WHAT YOU NEED TO DO>
Reproduce word for word the portion of the tabletop RPG podcast excerpt below that starts with the words "for short to" and ends with "going to be.".

TEXT EXTRACT>
D&D is and probably will be, the 800-pound gorilla in the tabletop RPG room for the foreseeable
future, but it feels like they could have done more, been more, made wiser choices these past
few years. There were and are very smart people working there, and I hope they can write the ship,
but in the meantime, at least we know what to call the new version. But in positive news, Wizards
did release their roadmap for upcoming books, one for a Ravenloft campaign setting and Arcana
unleashed with new spells and spellcasting options coming out in the first half of this year.
Later on in the year, there's supposed to be a book called Steel and Skill, the Complete Fighters
Field Guide, and it sounds like it's going to be a lot like the old Fighters Handbook was
for older editions. That book had a lot of new subclasses and equipment for fighters, and that
actually sounds like a really interesting release because I love anything that gives Marshall characters
more options.
Now, to get to the episode proper, this week is the second part of a rather impromptu series
I'm calling Setting Expectations.
My goal with this episode is to give my beloved GMs out there some practical advice
for designing and effectively communicating setting and tone to your players.
This is critical because making sure that the players in GM have similar expectations
for the campaign sets the stage for a much better shared experience around the table.
But I got all excited and I'm thrown around terms like tone and setting
without really defining them and telling you what the hell I'm talking about.
What am I talking about?
Piece of shit out of me.
I'm just a big goofy moron.
But seriously, I do need to define what these are.
Otherwise, why the hell have an episode about it?
I mean, I'm supposed to impart at least a little RPG knowledge.
Right?
Right, Jeremy?
Yeah, right.
So stop talking to yourself, dumbass, and talk to the nice listeners.
So in RPGs, let's call the tone the...
the vibe of the game, the emotions the game will impart.
It's how the game makes you and the players feel while in the game at the table, whether
physical table or virtual. Is the game tense, or is it focused on the fun? Is it action-heavy?
Is it role-play focused? Is it grim dark or is it kind of light-hearted comedy? Does it feel
like a pulp hero fantasy or is it gritty and realistic and down in the dirt? Game systems have a
tone that they tend to excel at. For example, most D&D games tend to be high fantasy and action-oriented
because the game system is largely built around a high-fantasy, heroic, action-focused game.
It doesn't mean that you can't run a gritty resource management grim-dark campaign with D&D,
but it might require a little more work by the GM to build game subsystems that maybe aren't pre-built for you
and maybe even don't exist yet. Compare that to, say, Call of Cthulhu or C-O-Cathol.
for short to know I'm not going to shorten COC to cock, even though I just did.
Every version of cock I've ever played, no, I can't do that.
Every version of Call of Cthulhu that I've ever played, it's three of them now, by the way.
They are all eerie and grim, dark affairs where loss is inevitable.
It's just a question of when and how bad it's going to be.
It's built on the concept of a death spiral where your character is going to get caught in these bad, maybe even world.
ending events.
Generally, your character is going to go insane or die,
but can you complete your mission and close the door to the Great Beyond before you do?
That's the heroic part of those stories.
Even if you win, quote unquote, and your party are all heroes,
it'll probably be a Pyrrhic victory at best.

DATASET ENTRIES>
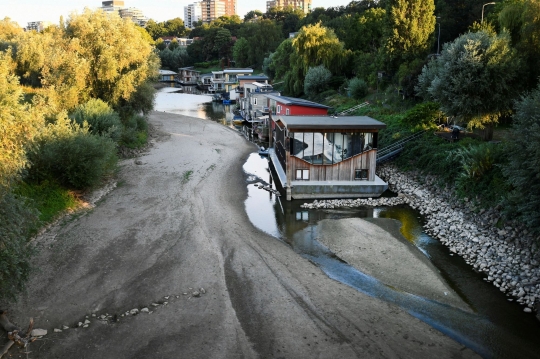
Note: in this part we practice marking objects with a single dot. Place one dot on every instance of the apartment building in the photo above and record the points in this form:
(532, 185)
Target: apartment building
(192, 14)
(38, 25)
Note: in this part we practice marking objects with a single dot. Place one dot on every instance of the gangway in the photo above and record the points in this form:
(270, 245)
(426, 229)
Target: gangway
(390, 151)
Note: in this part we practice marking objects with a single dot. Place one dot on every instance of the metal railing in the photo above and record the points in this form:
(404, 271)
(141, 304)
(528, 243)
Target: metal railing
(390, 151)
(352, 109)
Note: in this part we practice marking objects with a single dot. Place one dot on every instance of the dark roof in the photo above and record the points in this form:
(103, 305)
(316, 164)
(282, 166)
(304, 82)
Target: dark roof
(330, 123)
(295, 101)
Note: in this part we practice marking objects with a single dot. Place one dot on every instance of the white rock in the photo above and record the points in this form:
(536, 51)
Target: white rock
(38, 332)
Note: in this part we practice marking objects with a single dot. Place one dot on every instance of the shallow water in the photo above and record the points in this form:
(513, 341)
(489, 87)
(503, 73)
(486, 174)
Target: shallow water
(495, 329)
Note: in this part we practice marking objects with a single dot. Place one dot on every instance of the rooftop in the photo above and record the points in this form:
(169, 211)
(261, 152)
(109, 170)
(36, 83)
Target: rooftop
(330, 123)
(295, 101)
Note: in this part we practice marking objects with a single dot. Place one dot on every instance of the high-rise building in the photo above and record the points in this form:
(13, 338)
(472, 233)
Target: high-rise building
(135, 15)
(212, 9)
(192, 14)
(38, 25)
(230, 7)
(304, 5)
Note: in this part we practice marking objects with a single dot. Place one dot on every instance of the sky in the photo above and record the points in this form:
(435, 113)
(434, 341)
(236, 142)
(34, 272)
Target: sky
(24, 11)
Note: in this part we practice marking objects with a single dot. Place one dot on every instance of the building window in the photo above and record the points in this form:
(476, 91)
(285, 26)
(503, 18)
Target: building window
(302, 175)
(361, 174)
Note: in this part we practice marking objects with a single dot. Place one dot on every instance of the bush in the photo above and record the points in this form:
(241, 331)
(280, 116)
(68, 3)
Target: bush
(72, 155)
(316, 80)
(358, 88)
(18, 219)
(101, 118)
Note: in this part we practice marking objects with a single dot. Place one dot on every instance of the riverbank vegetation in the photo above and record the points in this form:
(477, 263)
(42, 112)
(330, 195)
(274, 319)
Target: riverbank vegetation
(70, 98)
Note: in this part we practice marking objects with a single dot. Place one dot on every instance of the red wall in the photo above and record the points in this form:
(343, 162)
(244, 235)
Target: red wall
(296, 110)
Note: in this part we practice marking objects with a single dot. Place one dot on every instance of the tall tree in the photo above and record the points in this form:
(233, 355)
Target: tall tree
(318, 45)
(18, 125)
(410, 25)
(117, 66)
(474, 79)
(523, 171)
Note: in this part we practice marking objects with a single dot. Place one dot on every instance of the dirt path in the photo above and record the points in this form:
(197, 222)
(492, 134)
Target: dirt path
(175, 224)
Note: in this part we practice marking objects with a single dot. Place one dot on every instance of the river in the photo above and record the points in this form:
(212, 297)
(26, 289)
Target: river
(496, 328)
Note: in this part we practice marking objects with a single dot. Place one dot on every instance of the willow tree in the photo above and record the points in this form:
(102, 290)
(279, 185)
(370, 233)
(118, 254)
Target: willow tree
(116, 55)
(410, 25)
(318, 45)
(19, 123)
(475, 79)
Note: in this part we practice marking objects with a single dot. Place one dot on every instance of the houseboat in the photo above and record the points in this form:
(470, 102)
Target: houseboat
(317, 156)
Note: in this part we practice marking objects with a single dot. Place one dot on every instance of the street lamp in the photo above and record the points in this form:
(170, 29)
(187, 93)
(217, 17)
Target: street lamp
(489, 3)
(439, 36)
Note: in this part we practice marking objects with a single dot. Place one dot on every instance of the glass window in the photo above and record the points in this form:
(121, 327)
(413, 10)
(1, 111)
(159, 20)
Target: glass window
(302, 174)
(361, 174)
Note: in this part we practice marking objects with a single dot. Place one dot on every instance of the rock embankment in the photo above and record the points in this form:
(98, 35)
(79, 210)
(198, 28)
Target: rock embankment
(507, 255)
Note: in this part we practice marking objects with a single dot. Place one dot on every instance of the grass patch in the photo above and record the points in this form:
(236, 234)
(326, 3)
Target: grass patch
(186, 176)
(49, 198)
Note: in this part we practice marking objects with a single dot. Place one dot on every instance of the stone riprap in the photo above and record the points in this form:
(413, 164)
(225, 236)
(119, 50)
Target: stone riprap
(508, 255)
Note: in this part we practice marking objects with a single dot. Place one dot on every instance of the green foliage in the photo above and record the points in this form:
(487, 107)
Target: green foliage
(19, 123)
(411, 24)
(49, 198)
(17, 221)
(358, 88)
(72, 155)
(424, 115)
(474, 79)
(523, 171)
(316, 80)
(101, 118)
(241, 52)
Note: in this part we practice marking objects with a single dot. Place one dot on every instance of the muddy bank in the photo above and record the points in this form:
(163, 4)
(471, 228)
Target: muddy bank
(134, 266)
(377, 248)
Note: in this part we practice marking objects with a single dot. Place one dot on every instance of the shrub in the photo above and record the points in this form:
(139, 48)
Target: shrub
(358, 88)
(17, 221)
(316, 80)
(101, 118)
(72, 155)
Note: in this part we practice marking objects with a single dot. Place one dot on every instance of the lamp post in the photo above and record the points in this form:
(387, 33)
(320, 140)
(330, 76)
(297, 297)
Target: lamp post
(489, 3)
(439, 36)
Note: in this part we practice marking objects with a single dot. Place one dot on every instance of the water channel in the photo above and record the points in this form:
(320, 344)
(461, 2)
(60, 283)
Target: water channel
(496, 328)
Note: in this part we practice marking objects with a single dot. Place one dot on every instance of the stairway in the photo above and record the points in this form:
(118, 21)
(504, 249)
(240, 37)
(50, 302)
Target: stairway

FINAL RESULT>
for short to know I'm not going to shorten COC to cock, even though I just did.
Every version of cock I've ever played, no, I can't do that.
Every version of Call of Cthulhu that I've ever played, it's three of them now, by the way.
They are all eerie and grim, dark affairs where loss is inevitable.
It's just a question of when and how bad it's going to be.